**TEXTE DE LECTURE**.
***

Accord euro-méditerranéen avec la Jordanie

N° 484

SÉNAT

SESSION ORDINAIRE DE 1999-2000

Rattaché pour ordre au procès-verbal de la séance du 29 juin 2000

Enregistré à la Présidence du Sénat le 27 septembre 2000

PROJET DE LOI

autorisant la ratification de l' accord euro-méditerranéen établissant une association entre les Communautés européennes et leurs Etats membres, d'une part, et le Royaume hachémite de Jordanie , d'autre part (ensemble sept annexes, quatre protocoles, un acte final, douze déclarations communes et un échange de lettres),

PRÉSENTÉ

au nom de M. LIONEL JOSPIN,

Premier ministre,

par M. HUBERT VÉDRINE,

Ministre des affaires étrangères.

( Renvoyé à la commission des Affaires étrangères, de la défense et des forces armées sous réserve de la constitution éventuelle d'une commission spéciale dans les conditions prévues par le Règlement ).

***

**CONSIGNES**.
• 1. Selon le texte sur l'accord avec la Jordanie, quel est l'objet du projet de loi déposé au Sénat ? Répondez en une à trois phrases.
• 2. Rédigez la suite du texte sur l'accord avec la Jordanie, en reprenant après la mention du renvoi à la commission des Affaires étrangères qui le clôt.
Ces enregistrements sont sans rapport avec le texte sur l'accord avec la Jordanie.

**Entrées d'annotation par points sur images**.
***

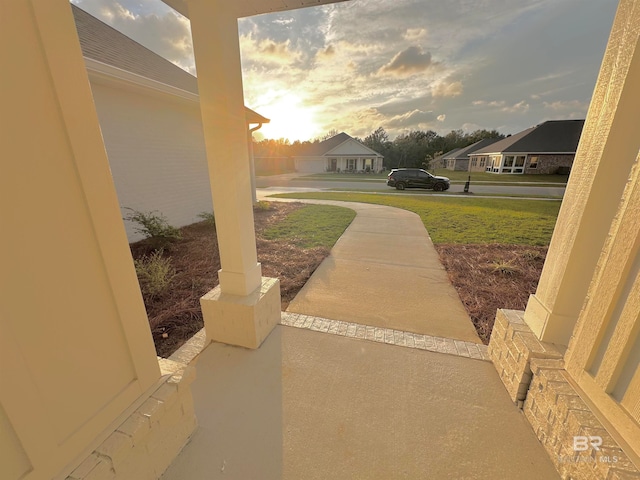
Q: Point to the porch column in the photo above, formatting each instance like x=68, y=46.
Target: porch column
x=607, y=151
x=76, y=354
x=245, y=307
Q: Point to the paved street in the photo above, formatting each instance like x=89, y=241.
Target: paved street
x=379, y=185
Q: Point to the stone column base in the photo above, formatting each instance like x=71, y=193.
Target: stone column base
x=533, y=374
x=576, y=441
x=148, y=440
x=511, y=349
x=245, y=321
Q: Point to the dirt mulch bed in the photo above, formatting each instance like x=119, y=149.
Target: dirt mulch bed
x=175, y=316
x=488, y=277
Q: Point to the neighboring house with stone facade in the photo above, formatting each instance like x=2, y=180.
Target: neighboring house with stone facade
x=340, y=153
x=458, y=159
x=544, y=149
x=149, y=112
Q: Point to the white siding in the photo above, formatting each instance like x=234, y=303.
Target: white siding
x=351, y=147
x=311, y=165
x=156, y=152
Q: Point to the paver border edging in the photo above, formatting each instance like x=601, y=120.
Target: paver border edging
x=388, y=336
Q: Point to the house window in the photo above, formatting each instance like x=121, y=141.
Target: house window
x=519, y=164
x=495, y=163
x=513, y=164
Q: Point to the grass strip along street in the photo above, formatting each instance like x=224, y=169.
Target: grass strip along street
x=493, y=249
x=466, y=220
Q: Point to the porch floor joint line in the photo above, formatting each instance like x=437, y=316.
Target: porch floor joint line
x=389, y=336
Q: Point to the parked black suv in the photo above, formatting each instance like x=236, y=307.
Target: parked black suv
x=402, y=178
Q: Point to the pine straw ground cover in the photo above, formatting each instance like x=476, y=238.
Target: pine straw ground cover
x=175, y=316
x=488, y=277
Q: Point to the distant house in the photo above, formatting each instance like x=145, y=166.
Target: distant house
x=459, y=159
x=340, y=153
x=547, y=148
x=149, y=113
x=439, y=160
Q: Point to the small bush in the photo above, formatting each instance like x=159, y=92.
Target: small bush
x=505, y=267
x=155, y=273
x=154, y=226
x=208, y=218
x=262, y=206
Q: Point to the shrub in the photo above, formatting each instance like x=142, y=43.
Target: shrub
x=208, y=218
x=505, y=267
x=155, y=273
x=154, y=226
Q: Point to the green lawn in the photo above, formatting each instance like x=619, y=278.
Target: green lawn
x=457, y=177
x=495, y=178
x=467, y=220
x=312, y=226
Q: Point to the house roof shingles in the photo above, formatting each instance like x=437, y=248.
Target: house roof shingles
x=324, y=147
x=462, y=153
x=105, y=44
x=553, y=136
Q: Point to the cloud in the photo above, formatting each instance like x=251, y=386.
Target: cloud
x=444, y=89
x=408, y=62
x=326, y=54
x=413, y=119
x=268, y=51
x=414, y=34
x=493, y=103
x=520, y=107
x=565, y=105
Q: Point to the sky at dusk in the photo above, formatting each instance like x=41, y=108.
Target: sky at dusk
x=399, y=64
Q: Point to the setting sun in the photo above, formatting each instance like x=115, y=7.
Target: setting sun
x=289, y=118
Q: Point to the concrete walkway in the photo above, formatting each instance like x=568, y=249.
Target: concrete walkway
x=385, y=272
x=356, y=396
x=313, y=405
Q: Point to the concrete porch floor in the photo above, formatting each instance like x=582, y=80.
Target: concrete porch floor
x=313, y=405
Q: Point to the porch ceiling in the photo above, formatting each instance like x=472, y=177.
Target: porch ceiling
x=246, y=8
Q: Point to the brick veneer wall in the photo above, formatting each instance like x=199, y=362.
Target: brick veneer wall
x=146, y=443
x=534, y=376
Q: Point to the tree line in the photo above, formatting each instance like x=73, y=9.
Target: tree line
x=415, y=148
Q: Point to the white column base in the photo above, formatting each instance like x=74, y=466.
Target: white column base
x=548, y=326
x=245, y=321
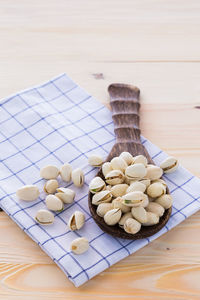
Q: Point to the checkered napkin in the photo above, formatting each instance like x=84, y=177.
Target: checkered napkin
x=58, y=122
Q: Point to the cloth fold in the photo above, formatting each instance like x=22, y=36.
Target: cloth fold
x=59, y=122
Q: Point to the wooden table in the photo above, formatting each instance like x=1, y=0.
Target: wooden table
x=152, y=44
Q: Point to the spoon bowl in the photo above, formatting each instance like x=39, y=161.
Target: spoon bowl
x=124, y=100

***

**RÉPONSES**.
• 1. Le projet de loi a pour objet d'autoriser la ratification de l'accord euro-méditerranéen établissant une association entre les Communautés européennes et leurs États membres, d'une part, et le Royaume hachémite de Jordanie, d'autre part. Cette ratification porte sur l'accord et sur ses sept annexes, quatre protocoles, un acte final, douze déclarations communes et un échange de lettres.

• 2.
Traités et conventions.

EXPOSÉ DES MOTIFS

Mesdames, Messieurs,

La signature de l'accord euro-méditerranéen établissant une association entre les Communautés européennes et leurs Etats membres, d'une part, et le Royaume hachémite de Jordanie, d'autre part, s'est déroulée le
24 novembre 1997 à Bruxelles. A son entrée en vigueur, l'accord d'association se substituera à l'accord de coopération signé le 18 janvier 1977 entre la Communauté européenne et la Jordanie.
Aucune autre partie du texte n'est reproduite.